PROBLEM DESCRIPTION
Rewrite the data below with "every instance" changed to "each instance" everywhere, leaving everything else the same.

INFORMATION SHOWN
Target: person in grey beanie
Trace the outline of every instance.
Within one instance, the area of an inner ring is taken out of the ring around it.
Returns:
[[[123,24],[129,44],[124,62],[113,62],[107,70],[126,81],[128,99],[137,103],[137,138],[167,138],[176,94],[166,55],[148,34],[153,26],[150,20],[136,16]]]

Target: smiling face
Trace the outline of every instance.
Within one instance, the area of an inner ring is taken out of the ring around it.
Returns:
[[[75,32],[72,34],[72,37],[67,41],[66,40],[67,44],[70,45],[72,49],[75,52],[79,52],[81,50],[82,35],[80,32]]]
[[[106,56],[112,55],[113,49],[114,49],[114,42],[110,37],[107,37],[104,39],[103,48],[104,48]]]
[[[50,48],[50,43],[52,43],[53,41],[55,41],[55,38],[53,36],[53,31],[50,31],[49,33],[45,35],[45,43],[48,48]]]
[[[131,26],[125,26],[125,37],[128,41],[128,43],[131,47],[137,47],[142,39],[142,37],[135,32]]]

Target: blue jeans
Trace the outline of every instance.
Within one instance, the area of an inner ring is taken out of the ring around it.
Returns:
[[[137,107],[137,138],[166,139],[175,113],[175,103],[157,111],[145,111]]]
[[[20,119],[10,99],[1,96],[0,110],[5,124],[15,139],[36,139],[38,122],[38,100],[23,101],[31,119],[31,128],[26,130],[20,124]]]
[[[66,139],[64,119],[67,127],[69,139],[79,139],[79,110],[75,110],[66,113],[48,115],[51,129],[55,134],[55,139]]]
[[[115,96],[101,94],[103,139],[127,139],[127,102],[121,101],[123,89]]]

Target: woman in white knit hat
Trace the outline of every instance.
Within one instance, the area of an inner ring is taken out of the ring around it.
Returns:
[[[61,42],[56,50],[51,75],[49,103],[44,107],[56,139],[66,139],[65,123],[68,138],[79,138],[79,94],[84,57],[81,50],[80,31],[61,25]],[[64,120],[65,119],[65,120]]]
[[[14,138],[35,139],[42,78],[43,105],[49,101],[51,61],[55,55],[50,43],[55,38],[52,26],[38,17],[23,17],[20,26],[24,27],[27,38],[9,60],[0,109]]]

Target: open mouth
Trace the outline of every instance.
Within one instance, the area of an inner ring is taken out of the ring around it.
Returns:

TASK ANSWER
Target: person in grey beanie
Trace the outline of each instance.
Within one instance, the area of an inner ring is taken out of the ring around it.
Returns:
[[[123,24],[129,44],[124,62],[113,62],[107,70],[126,81],[128,99],[137,103],[137,138],[167,138],[176,94],[166,55],[148,34],[153,26],[150,20],[136,16]]]

Target: smiling face
Trace the outline of each instance.
Within one instance, the area of an inner ring is taken out of the ring around it.
Returns:
[[[75,32],[72,34],[72,37],[67,41],[66,40],[67,44],[70,45],[72,49],[75,52],[79,52],[81,50],[82,35],[80,32]]]
[[[106,56],[112,55],[113,49],[114,49],[114,42],[110,37],[107,37],[104,39],[103,48],[104,48]]]
[[[50,48],[50,43],[52,43],[53,41],[55,41],[55,38],[53,36],[53,31],[50,31],[49,33],[45,35],[45,43],[48,48]]]
[[[131,26],[125,26],[125,37],[128,41],[128,43],[131,47],[137,47],[142,39],[142,37],[135,32]]]

Target: blue jeans
Trace the outline of each instance.
Within one instance, the area of an inner ring is taken out of the ring around it.
Returns:
[[[137,107],[137,138],[166,139],[175,113],[175,103],[157,111],[145,111]]]
[[[20,119],[10,99],[1,96],[0,110],[5,124],[15,139],[36,139],[38,122],[38,100],[23,101],[31,119],[31,128],[26,130],[20,124]]]
[[[66,139],[64,119],[67,127],[69,139],[79,139],[79,110],[75,110],[66,113],[48,115],[51,129],[55,134],[55,139]]]
[[[115,96],[101,94],[103,139],[127,139],[127,102],[121,101],[123,89]]]

Target: woman in white knit hat
Trace the outline of each instance.
Within one instance, the area of an inner ring is taken out of the ring around it.
Returns:
[[[61,42],[56,50],[51,75],[49,103],[44,107],[56,139],[66,139],[65,123],[68,138],[79,138],[79,94],[84,57],[81,50],[80,31],[61,25]],[[64,120],[65,119],[65,120]]]
[[[14,138],[35,139],[42,78],[43,105],[49,101],[51,61],[55,55],[50,43],[55,38],[52,26],[38,17],[23,17],[20,26],[24,27],[27,38],[9,60],[0,109]]]

Target: open mouth
Trace the outline of each instance.
Within one instance, the area of an inner ring is taken out of the ring around it.
Returns:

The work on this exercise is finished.